◆ **The problem**: Could each entry below be written out exactly, with every picture dropped?

◆ **Supplied records**:
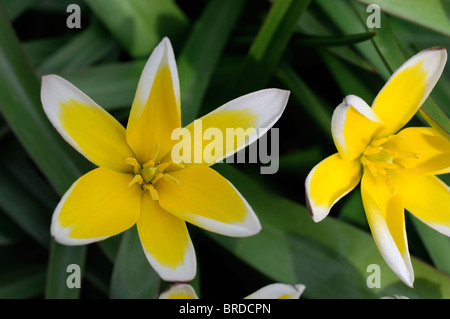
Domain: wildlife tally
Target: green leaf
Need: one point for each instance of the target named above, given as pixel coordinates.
(139, 25)
(432, 14)
(346, 19)
(14, 8)
(333, 40)
(86, 48)
(330, 257)
(21, 107)
(268, 46)
(112, 86)
(60, 258)
(133, 277)
(202, 51)
(24, 282)
(310, 103)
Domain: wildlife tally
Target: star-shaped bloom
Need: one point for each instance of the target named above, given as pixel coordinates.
(138, 182)
(396, 168)
(272, 291)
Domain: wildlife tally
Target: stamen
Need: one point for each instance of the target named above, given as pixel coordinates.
(136, 179)
(150, 163)
(170, 179)
(133, 162)
(158, 146)
(163, 166)
(152, 190)
(157, 177)
(148, 173)
(389, 184)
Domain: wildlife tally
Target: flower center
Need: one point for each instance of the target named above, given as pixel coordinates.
(379, 159)
(147, 175)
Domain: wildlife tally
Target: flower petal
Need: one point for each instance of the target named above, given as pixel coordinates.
(233, 126)
(421, 149)
(329, 181)
(155, 112)
(427, 198)
(206, 199)
(98, 205)
(85, 125)
(166, 242)
(278, 291)
(385, 214)
(353, 125)
(406, 90)
(179, 291)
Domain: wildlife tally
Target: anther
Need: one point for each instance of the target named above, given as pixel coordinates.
(153, 192)
(133, 162)
(170, 179)
(136, 179)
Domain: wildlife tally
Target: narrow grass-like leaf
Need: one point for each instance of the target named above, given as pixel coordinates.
(85, 48)
(112, 86)
(335, 40)
(133, 277)
(393, 57)
(202, 51)
(309, 102)
(139, 25)
(25, 282)
(432, 14)
(21, 107)
(330, 257)
(346, 19)
(268, 46)
(61, 257)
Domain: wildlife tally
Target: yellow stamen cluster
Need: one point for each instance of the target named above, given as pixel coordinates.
(378, 159)
(147, 175)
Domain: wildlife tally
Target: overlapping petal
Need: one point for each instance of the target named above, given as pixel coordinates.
(98, 205)
(85, 125)
(353, 125)
(155, 112)
(328, 182)
(179, 291)
(230, 127)
(406, 90)
(166, 242)
(426, 197)
(278, 291)
(385, 214)
(422, 150)
(206, 199)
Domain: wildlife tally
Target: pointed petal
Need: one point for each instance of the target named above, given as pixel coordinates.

◆ **Your solution**:
Domain: wildlife tally
Target: green leaf
Need: one point for each instance of the target named above, given as pixel coordinates.
(139, 25)
(432, 14)
(346, 19)
(14, 8)
(333, 40)
(86, 48)
(330, 257)
(21, 107)
(268, 46)
(112, 86)
(60, 258)
(133, 277)
(202, 51)
(24, 282)
(310, 103)
Domain: wildlife tally
Target: star-shaped bloom
Need: one point for each instance of the target named above, given as pixel coordinates.
(138, 182)
(396, 168)
(272, 291)
Domain: wildlife tally
Target: stamen
Need: one point for each instance of the target named above, given as pixel coordinates.
(136, 179)
(150, 163)
(170, 179)
(133, 162)
(158, 146)
(163, 166)
(152, 190)
(157, 177)
(148, 173)
(389, 184)
Domain: wildlife tally
Target: flower center
Need: one point for each instance of the target named above, given as pixel coordinates.
(379, 159)
(147, 175)
Domain: wildlife tally
Target: flower petal
Need: one point for each instance of the target named above, given as pixel coordinates.
(233, 126)
(421, 149)
(329, 181)
(155, 112)
(427, 198)
(206, 199)
(98, 205)
(85, 125)
(166, 242)
(278, 291)
(385, 214)
(353, 125)
(406, 90)
(179, 291)
Domain: wildlife tally
Target: anther
Need: one point for each instance of the target named above, given as pixel coordinates.
(153, 192)
(133, 162)
(170, 179)
(136, 179)
Domain: wildlife tally
Target: narrow grass-like leaf
Need: one point for each instance of the target named above, given as pixel coordinates.
(85, 48)
(112, 86)
(335, 40)
(133, 277)
(393, 57)
(202, 51)
(309, 102)
(139, 25)
(25, 282)
(432, 14)
(21, 107)
(330, 257)
(346, 19)
(268, 46)
(61, 257)
Domain: wildlife tally
Target: yellow stamen cluster
Need: one point for each instance of the target named above, given as pixel coordinates.
(378, 159)
(147, 175)
Domain: wildlife tally
Target: overlapping petal
Need: one point for each instance of the target named above, given as pixel coordinates.
(98, 205)
(85, 125)
(353, 125)
(155, 112)
(328, 182)
(179, 291)
(230, 127)
(406, 90)
(166, 242)
(426, 197)
(278, 291)
(385, 214)
(422, 150)
(206, 199)
Domain: wildlife tally
Target: pointed petal
Need: one point for each instance of the target named above, given as pixel coordinates.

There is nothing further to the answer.